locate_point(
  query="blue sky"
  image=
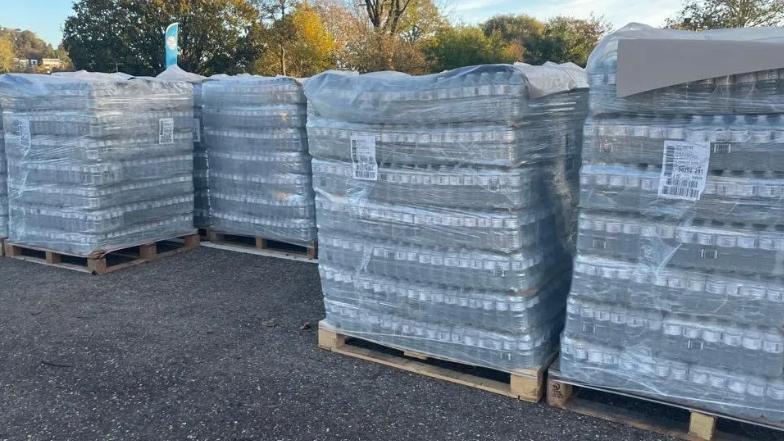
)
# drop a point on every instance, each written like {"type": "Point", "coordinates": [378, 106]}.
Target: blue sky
{"type": "Point", "coordinates": [46, 17]}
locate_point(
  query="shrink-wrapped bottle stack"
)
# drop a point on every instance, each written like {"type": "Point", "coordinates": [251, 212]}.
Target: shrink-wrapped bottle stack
{"type": "Point", "coordinates": [677, 291]}
{"type": "Point", "coordinates": [444, 206]}
{"type": "Point", "coordinates": [260, 181]}
{"type": "Point", "coordinates": [201, 185]}
{"type": "Point", "coordinates": [97, 162]}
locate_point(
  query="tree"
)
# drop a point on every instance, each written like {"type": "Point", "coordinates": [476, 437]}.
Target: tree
{"type": "Point", "coordinates": [521, 28]}
{"type": "Point", "coordinates": [700, 15]}
{"type": "Point", "coordinates": [385, 15]}
{"type": "Point", "coordinates": [308, 45]}
{"type": "Point", "coordinates": [569, 39]}
{"type": "Point", "coordinates": [6, 54]}
{"type": "Point", "coordinates": [280, 29]}
{"type": "Point", "coordinates": [466, 46]}
{"type": "Point", "coordinates": [421, 20]}
{"type": "Point", "coordinates": [561, 39]}
{"type": "Point", "coordinates": [216, 36]}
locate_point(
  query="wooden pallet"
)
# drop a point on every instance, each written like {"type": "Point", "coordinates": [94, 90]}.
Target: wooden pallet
{"type": "Point", "coordinates": [526, 385]}
{"type": "Point", "coordinates": [238, 242]}
{"type": "Point", "coordinates": [101, 262]}
{"type": "Point", "coordinates": [592, 401]}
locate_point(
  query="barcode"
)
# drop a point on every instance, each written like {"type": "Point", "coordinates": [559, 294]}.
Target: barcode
{"type": "Point", "coordinates": [722, 147]}
{"type": "Point", "coordinates": [669, 160]}
{"type": "Point", "coordinates": [166, 131]}
{"type": "Point", "coordinates": [196, 130]}
{"type": "Point", "coordinates": [24, 134]}
{"type": "Point", "coordinates": [684, 192]}
{"type": "Point", "coordinates": [365, 174]}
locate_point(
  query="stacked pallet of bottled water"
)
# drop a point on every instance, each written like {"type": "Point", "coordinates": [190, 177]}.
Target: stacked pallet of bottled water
{"type": "Point", "coordinates": [678, 290]}
{"type": "Point", "coordinates": [260, 181]}
{"type": "Point", "coordinates": [97, 163]}
{"type": "Point", "coordinates": [443, 206]}
{"type": "Point", "coordinates": [201, 211]}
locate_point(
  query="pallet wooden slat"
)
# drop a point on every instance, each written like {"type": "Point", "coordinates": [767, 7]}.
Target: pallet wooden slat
{"type": "Point", "coordinates": [702, 426]}
{"type": "Point", "coordinates": [525, 385]}
{"type": "Point", "coordinates": [101, 262]}
{"type": "Point", "coordinates": [239, 242]}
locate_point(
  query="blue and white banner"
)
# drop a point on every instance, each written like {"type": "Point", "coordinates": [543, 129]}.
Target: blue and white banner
{"type": "Point", "coordinates": [172, 45]}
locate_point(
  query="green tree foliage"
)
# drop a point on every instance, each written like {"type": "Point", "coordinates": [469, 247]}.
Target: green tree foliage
{"type": "Point", "coordinates": [299, 45]}
{"type": "Point", "coordinates": [216, 36]}
{"type": "Point", "coordinates": [698, 15]}
{"type": "Point", "coordinates": [561, 39]}
{"type": "Point", "coordinates": [26, 45]}
{"type": "Point", "coordinates": [466, 46]}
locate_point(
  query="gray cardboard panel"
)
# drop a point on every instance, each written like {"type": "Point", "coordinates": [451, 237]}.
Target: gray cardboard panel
{"type": "Point", "coordinates": [648, 64]}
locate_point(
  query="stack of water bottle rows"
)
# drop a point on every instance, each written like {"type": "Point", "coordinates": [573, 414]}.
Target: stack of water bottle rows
{"type": "Point", "coordinates": [259, 168]}
{"type": "Point", "coordinates": [443, 231]}
{"type": "Point", "coordinates": [677, 289]}
{"type": "Point", "coordinates": [96, 162]}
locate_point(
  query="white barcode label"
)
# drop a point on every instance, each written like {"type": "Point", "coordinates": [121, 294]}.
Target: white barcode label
{"type": "Point", "coordinates": [24, 134]}
{"type": "Point", "coordinates": [196, 130]}
{"type": "Point", "coordinates": [363, 157]}
{"type": "Point", "coordinates": [166, 131]}
{"type": "Point", "coordinates": [684, 170]}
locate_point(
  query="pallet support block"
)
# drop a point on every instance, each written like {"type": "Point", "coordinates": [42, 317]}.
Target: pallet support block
{"type": "Point", "coordinates": [241, 242]}
{"type": "Point", "coordinates": [701, 427]}
{"type": "Point", "coordinates": [525, 385]}
{"type": "Point", "coordinates": [101, 262]}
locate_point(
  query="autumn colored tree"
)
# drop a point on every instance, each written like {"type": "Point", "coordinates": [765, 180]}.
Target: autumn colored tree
{"type": "Point", "coordinates": [561, 39]}
{"type": "Point", "coordinates": [6, 54]}
{"type": "Point", "coordinates": [299, 46]}
{"type": "Point", "coordinates": [699, 15]}
{"type": "Point", "coordinates": [467, 46]}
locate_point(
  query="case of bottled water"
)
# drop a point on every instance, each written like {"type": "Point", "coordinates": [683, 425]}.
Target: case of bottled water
{"type": "Point", "coordinates": [678, 286]}
{"type": "Point", "coordinates": [201, 211]}
{"type": "Point", "coordinates": [445, 206]}
{"type": "Point", "coordinates": [260, 180]}
{"type": "Point", "coordinates": [97, 162]}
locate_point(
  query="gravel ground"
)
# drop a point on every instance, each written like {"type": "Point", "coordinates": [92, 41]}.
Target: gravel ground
{"type": "Point", "coordinates": [209, 345]}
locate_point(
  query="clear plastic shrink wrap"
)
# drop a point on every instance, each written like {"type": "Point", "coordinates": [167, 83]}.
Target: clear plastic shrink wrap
{"type": "Point", "coordinates": [201, 212]}
{"type": "Point", "coordinates": [3, 179]}
{"type": "Point", "coordinates": [96, 162]}
{"type": "Point", "coordinates": [445, 207]}
{"type": "Point", "coordinates": [257, 147]}
{"type": "Point", "coordinates": [678, 291]}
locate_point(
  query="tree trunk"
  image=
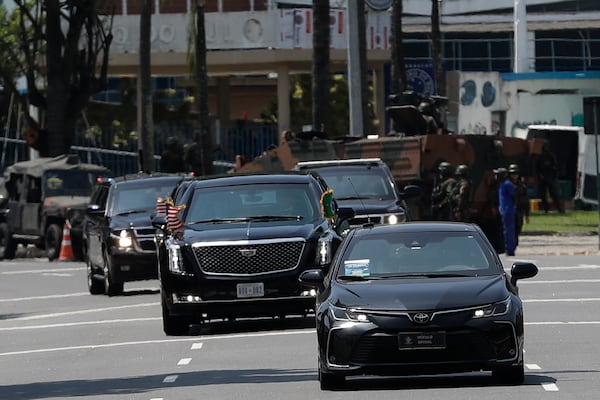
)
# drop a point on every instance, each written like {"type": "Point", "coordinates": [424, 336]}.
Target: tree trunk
{"type": "Point", "coordinates": [146, 139]}
{"type": "Point", "coordinates": [364, 67]}
{"type": "Point", "coordinates": [398, 84]}
{"type": "Point", "coordinates": [320, 66]}
{"type": "Point", "coordinates": [204, 138]}
{"type": "Point", "coordinates": [436, 40]}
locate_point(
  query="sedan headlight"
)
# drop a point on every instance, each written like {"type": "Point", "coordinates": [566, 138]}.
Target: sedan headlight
{"type": "Point", "coordinates": [324, 250]}
{"type": "Point", "coordinates": [122, 238]}
{"type": "Point", "coordinates": [175, 262]}
{"type": "Point", "coordinates": [492, 310]}
{"type": "Point", "coordinates": [347, 314]}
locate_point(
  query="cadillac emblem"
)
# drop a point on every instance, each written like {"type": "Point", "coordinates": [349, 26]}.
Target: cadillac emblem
{"type": "Point", "coordinates": [421, 318]}
{"type": "Point", "coordinates": [248, 252]}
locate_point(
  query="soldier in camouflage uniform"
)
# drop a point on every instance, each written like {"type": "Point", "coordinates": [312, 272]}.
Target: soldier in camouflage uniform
{"type": "Point", "coordinates": [521, 199]}
{"type": "Point", "coordinates": [462, 194]}
{"type": "Point", "coordinates": [441, 197]}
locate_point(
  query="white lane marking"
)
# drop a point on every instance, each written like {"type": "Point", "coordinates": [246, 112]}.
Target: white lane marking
{"type": "Point", "coordinates": [560, 281]}
{"type": "Point", "coordinates": [40, 271]}
{"type": "Point", "coordinates": [583, 299]}
{"type": "Point", "coordinates": [151, 342]}
{"type": "Point", "coordinates": [54, 315]}
{"type": "Point", "coordinates": [170, 378]}
{"type": "Point", "coordinates": [68, 324]}
{"type": "Point", "coordinates": [563, 323]}
{"type": "Point", "coordinates": [550, 387]}
{"type": "Point", "coordinates": [48, 297]}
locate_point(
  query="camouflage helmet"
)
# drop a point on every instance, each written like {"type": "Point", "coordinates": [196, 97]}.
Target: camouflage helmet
{"type": "Point", "coordinates": [462, 170]}
{"type": "Point", "coordinates": [445, 168]}
{"type": "Point", "coordinates": [513, 168]}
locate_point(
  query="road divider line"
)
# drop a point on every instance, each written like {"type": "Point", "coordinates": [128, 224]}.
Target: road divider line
{"type": "Point", "coordinates": [95, 310]}
{"type": "Point", "coordinates": [48, 297]}
{"type": "Point", "coordinates": [40, 271]}
{"type": "Point", "coordinates": [158, 341]}
{"type": "Point", "coordinates": [70, 324]}
{"type": "Point", "coordinates": [550, 387]}
{"type": "Point", "coordinates": [170, 378]}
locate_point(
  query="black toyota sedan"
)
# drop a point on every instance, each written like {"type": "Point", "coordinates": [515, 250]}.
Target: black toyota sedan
{"type": "Point", "coordinates": [418, 298]}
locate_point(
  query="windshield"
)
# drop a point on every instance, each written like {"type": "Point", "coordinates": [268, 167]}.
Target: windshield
{"type": "Point", "coordinates": [358, 183]}
{"type": "Point", "coordinates": [136, 198]}
{"type": "Point", "coordinates": [68, 183]}
{"type": "Point", "coordinates": [262, 202]}
{"type": "Point", "coordinates": [427, 254]}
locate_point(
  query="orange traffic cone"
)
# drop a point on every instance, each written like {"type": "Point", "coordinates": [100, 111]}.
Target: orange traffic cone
{"type": "Point", "coordinates": [66, 248]}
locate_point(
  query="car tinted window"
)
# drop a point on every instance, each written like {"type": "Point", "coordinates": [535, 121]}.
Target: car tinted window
{"type": "Point", "coordinates": [360, 182]}
{"type": "Point", "coordinates": [139, 198]}
{"type": "Point", "coordinates": [251, 201]}
{"type": "Point", "coordinates": [423, 253]}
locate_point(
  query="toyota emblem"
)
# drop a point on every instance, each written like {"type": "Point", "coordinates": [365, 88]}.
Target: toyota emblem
{"type": "Point", "coordinates": [421, 318]}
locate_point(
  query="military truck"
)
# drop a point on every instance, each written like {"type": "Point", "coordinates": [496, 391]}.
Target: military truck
{"type": "Point", "coordinates": [414, 160]}
{"type": "Point", "coordinates": [42, 195]}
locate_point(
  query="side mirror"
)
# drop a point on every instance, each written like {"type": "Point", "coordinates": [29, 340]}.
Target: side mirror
{"type": "Point", "coordinates": [312, 278]}
{"type": "Point", "coordinates": [522, 270]}
{"type": "Point", "coordinates": [94, 209]}
{"type": "Point", "coordinates": [159, 221]}
{"type": "Point", "coordinates": [410, 191]}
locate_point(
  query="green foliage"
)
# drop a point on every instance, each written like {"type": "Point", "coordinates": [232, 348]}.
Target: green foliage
{"type": "Point", "coordinates": [570, 221]}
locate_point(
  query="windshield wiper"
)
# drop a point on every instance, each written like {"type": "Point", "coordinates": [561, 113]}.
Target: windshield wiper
{"type": "Point", "coordinates": [247, 219]}
{"type": "Point", "coordinates": [131, 212]}
{"type": "Point", "coordinates": [357, 278]}
{"type": "Point", "coordinates": [424, 275]}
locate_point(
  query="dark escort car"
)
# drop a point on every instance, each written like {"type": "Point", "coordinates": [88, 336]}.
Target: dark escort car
{"type": "Point", "coordinates": [367, 186]}
{"type": "Point", "coordinates": [118, 233]}
{"type": "Point", "coordinates": [243, 242]}
{"type": "Point", "coordinates": [43, 194]}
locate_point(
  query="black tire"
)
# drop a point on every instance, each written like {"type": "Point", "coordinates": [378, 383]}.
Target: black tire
{"type": "Point", "coordinates": [173, 325]}
{"type": "Point", "coordinates": [111, 286]}
{"type": "Point", "coordinates": [513, 375]}
{"type": "Point", "coordinates": [8, 246]}
{"type": "Point", "coordinates": [52, 241]}
{"type": "Point", "coordinates": [329, 381]}
{"type": "Point", "coordinates": [95, 285]}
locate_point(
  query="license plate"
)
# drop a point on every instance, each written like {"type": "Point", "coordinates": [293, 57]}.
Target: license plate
{"type": "Point", "coordinates": [421, 340]}
{"type": "Point", "coordinates": [245, 290]}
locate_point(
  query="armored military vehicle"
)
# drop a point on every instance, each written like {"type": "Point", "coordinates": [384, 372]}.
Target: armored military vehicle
{"type": "Point", "coordinates": [42, 195]}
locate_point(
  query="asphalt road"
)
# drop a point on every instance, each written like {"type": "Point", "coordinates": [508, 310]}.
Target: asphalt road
{"type": "Point", "coordinates": [59, 342]}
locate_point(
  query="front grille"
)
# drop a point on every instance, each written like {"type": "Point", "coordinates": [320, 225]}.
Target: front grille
{"type": "Point", "coordinates": [248, 258]}
{"type": "Point", "coordinates": [145, 238]}
{"type": "Point", "coordinates": [382, 348]}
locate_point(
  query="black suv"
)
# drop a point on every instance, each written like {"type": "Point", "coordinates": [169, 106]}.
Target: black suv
{"type": "Point", "coordinates": [367, 186]}
{"type": "Point", "coordinates": [244, 242]}
{"type": "Point", "coordinates": [118, 234]}
{"type": "Point", "coordinates": [43, 194]}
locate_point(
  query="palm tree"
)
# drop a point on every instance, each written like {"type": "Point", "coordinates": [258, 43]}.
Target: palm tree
{"type": "Point", "coordinates": [398, 84]}
{"type": "Point", "coordinates": [320, 66]}
{"type": "Point", "coordinates": [438, 67]}
{"type": "Point", "coordinates": [200, 155]}
{"type": "Point", "coordinates": [147, 123]}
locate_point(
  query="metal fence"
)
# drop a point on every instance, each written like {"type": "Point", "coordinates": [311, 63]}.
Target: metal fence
{"type": "Point", "coordinates": [249, 141]}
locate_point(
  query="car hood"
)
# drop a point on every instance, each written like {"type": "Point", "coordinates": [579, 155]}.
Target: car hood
{"type": "Point", "coordinates": [370, 206]}
{"type": "Point", "coordinates": [420, 294]}
{"type": "Point", "coordinates": [126, 221]}
{"type": "Point", "coordinates": [249, 231]}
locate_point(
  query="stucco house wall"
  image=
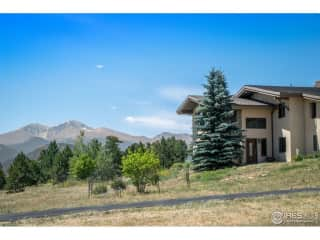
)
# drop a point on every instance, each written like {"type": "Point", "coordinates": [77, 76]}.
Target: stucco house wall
{"type": "Point", "coordinates": [257, 133]}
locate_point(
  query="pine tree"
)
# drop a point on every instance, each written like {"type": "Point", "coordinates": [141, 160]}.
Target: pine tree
{"type": "Point", "coordinates": [113, 151]}
{"type": "Point", "coordinates": [218, 138]}
{"type": "Point", "coordinates": [2, 178]}
{"type": "Point", "coordinates": [61, 164]}
{"type": "Point", "coordinates": [20, 174]}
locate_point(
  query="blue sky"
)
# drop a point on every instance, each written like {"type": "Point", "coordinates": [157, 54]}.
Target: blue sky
{"type": "Point", "coordinates": [130, 72]}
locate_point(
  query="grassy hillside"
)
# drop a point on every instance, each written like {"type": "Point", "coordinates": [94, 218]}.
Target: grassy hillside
{"type": "Point", "coordinates": [261, 177]}
{"type": "Point", "coordinates": [240, 212]}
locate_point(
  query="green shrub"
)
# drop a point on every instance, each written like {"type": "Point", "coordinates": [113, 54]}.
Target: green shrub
{"type": "Point", "coordinates": [118, 185]}
{"type": "Point", "coordinates": [100, 189]}
{"type": "Point", "coordinates": [214, 175]}
{"type": "Point", "coordinates": [141, 167]}
{"type": "Point", "coordinates": [298, 158]}
{"type": "Point", "coordinates": [82, 166]}
{"type": "Point", "coordinates": [2, 178]}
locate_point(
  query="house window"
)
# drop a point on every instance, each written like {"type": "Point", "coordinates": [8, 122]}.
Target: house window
{"type": "Point", "coordinates": [313, 110]}
{"type": "Point", "coordinates": [256, 123]}
{"type": "Point", "coordinates": [234, 116]}
{"type": "Point", "coordinates": [282, 145]}
{"type": "Point", "coordinates": [263, 147]}
{"type": "Point", "coordinates": [281, 110]}
{"type": "Point", "coordinates": [315, 143]}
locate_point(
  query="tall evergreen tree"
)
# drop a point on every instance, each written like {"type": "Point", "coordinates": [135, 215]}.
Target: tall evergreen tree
{"type": "Point", "coordinates": [46, 160]}
{"type": "Point", "coordinates": [94, 148]}
{"type": "Point", "coordinates": [79, 146]}
{"type": "Point", "coordinates": [61, 165]}
{"type": "Point", "coordinates": [218, 138]}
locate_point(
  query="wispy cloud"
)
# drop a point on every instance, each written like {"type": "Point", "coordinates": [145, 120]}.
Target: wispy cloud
{"type": "Point", "coordinates": [162, 122]}
{"type": "Point", "coordinates": [178, 93]}
{"type": "Point", "coordinates": [142, 102]}
{"type": "Point", "coordinates": [99, 66]}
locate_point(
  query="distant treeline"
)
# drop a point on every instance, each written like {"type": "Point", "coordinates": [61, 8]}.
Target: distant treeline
{"type": "Point", "coordinates": [94, 161]}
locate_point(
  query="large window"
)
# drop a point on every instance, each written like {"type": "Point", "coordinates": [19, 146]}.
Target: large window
{"type": "Point", "coordinates": [281, 110]}
{"type": "Point", "coordinates": [263, 147]}
{"type": "Point", "coordinates": [315, 143]}
{"type": "Point", "coordinates": [256, 123]}
{"type": "Point", "coordinates": [282, 145]}
{"type": "Point", "coordinates": [313, 107]}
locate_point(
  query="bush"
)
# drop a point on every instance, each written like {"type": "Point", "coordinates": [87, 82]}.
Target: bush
{"type": "Point", "coordinates": [141, 167]}
{"type": "Point", "coordinates": [100, 189]}
{"type": "Point", "coordinates": [82, 166]}
{"type": "Point", "coordinates": [118, 185]}
{"type": "Point", "coordinates": [2, 178]}
{"type": "Point", "coordinates": [22, 173]}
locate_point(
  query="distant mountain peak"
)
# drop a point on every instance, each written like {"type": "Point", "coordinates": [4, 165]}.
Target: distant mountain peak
{"type": "Point", "coordinates": [75, 124]}
{"type": "Point", "coordinates": [35, 129]}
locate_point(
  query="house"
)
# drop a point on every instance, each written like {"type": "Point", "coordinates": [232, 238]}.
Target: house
{"type": "Point", "coordinates": [278, 122]}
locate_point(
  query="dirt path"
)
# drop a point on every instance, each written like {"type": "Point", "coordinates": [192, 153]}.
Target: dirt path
{"type": "Point", "coordinates": [144, 204]}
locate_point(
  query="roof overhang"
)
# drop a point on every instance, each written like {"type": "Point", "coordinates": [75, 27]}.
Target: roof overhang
{"type": "Point", "coordinates": [246, 91]}
{"type": "Point", "coordinates": [188, 105]}
{"type": "Point", "coordinates": [191, 102]}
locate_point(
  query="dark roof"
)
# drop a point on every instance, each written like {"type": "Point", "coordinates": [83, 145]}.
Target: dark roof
{"type": "Point", "coordinates": [193, 100]}
{"type": "Point", "coordinates": [235, 100]}
{"type": "Point", "coordinates": [288, 90]}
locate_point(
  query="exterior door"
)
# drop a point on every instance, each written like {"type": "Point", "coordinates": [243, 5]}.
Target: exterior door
{"type": "Point", "coordinates": [251, 147]}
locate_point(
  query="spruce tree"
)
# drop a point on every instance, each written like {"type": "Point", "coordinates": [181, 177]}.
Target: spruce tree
{"type": "Point", "coordinates": [20, 174]}
{"type": "Point", "coordinates": [218, 141]}
{"type": "Point", "coordinates": [60, 169]}
{"type": "Point", "coordinates": [2, 178]}
{"type": "Point", "coordinates": [46, 161]}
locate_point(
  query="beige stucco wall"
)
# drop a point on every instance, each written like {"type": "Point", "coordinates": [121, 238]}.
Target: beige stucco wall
{"type": "Point", "coordinates": [257, 133]}
{"type": "Point", "coordinates": [312, 126]}
{"type": "Point", "coordinates": [297, 127]}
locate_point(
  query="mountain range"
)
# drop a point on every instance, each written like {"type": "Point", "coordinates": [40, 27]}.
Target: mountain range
{"type": "Point", "coordinates": [31, 139]}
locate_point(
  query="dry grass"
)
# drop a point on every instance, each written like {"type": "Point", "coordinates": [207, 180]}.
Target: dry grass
{"type": "Point", "coordinates": [239, 212]}
{"type": "Point", "coordinates": [261, 177]}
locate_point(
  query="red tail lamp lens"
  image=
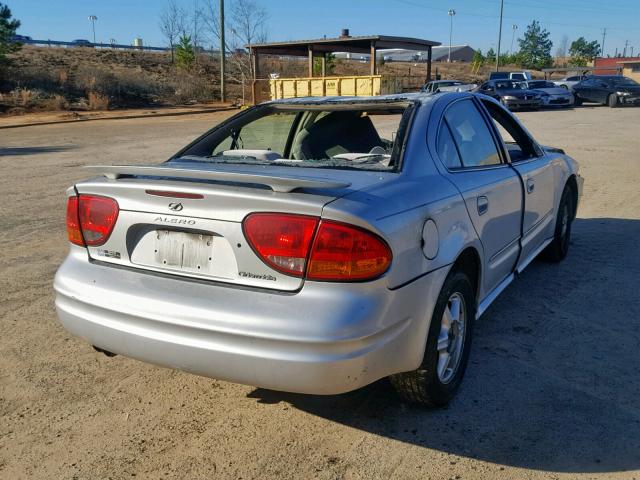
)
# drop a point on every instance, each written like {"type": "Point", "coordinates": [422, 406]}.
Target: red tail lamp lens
{"type": "Point", "coordinates": [281, 240]}
{"type": "Point", "coordinates": [335, 252]}
{"type": "Point", "coordinates": [346, 253]}
{"type": "Point", "coordinates": [90, 219]}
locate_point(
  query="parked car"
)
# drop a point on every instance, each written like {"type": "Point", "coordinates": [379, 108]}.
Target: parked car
{"type": "Point", "coordinates": [297, 247]}
{"type": "Point", "coordinates": [569, 82]}
{"type": "Point", "coordinates": [81, 42]}
{"type": "Point", "coordinates": [612, 90]}
{"type": "Point", "coordinates": [550, 94]}
{"type": "Point", "coordinates": [20, 38]}
{"type": "Point", "coordinates": [522, 75]}
{"type": "Point", "coordinates": [512, 94]}
{"type": "Point", "coordinates": [447, 86]}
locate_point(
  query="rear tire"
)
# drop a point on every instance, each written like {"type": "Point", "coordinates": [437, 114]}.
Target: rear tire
{"type": "Point", "coordinates": [446, 355]}
{"type": "Point", "coordinates": [557, 250]}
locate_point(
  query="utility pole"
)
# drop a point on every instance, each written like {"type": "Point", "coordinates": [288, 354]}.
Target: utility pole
{"type": "Point", "coordinates": [499, 37]}
{"type": "Point", "coordinates": [92, 19]}
{"type": "Point", "coordinates": [451, 12]}
{"type": "Point", "coordinates": [223, 93]}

▬▬▬▬▬▬▬▬▬▬

# [WHAT YOU HAVE TO DO]
Select every line of the data above that contains the string "bottled", treating matches as case-sensitive.

# [ANSWER]
  query="stacked pallet of bottled water"
Target: stacked pallet of bottled water
  query="case of bottled water"
Target: case of bottled water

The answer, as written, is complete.